## EXERCISE AIM
Print the range of lines that opens with the line containing "Exercise. Spot the concrete ramp" and closes with the last line of the listing. Include both ends; print nothing more.
———
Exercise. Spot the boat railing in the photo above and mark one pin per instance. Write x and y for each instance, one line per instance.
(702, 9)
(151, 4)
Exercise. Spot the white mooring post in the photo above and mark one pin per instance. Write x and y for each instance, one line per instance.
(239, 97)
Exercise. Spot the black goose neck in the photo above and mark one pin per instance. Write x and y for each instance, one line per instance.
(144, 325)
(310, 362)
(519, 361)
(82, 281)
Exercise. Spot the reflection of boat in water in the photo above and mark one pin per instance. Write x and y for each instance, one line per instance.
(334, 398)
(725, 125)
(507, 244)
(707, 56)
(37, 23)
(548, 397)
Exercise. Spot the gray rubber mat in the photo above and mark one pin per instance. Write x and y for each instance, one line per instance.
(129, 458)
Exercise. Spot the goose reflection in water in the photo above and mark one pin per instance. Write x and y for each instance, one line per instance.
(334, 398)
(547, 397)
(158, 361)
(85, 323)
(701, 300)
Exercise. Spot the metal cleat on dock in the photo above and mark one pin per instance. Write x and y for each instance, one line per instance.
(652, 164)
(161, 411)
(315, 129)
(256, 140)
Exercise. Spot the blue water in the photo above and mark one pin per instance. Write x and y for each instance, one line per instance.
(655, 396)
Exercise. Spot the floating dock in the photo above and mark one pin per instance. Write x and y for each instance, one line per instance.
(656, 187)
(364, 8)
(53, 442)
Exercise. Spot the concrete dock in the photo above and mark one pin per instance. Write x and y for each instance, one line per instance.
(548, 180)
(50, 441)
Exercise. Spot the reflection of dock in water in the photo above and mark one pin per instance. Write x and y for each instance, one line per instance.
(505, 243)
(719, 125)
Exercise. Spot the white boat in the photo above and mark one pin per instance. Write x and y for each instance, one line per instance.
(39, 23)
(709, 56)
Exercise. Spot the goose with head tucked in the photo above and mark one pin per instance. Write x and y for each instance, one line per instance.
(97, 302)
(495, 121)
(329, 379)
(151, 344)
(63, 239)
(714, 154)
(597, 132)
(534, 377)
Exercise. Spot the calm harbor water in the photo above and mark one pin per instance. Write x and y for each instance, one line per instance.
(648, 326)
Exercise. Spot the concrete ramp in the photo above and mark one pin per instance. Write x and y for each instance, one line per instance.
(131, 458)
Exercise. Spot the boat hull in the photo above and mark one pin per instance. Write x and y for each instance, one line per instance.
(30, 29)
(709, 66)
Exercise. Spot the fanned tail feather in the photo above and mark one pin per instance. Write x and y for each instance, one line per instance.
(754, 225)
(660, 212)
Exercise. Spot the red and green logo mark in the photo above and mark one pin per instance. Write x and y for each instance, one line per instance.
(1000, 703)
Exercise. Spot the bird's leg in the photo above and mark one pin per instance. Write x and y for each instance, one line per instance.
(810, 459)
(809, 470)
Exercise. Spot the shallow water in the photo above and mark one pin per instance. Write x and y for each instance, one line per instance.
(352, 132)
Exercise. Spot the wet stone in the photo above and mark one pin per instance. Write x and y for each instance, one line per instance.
———
## SOLUTION TO THIS EXERCISE
Exercise. Spot the concrete ramp in the photo above and mark one pin per instance. Write x and y for each instance, one line per instance.
(131, 458)
Exercise. Spot the boat hull in the photo above and mark one pin per instance. Write x and y for each instance, one line per instance.
(30, 29)
(709, 66)
Exercise. Spot the fanned tail feather in the photo above and mark one pin per instance. Write x and y for each instance, one line per instance.
(754, 225)
(660, 212)
Exercise. Spot the red and green logo mark in the photo above and mark one pin per instance. Write x and y for each instance, one line per instance.
(1000, 703)
Exercise. Spot the bird's leg in the photo above and mark one pin per instance. Write x and y for each instance, one line per instance.
(810, 459)
(809, 470)
Exercise. Spot the shallow water in the photo above and mark one pin per instance. Write x and y for each instance, one line per instance.
(352, 132)
Exercise. Spot the wet stone in the photo above and mark one pin per instance. Write x and y for each instance, one line per instance.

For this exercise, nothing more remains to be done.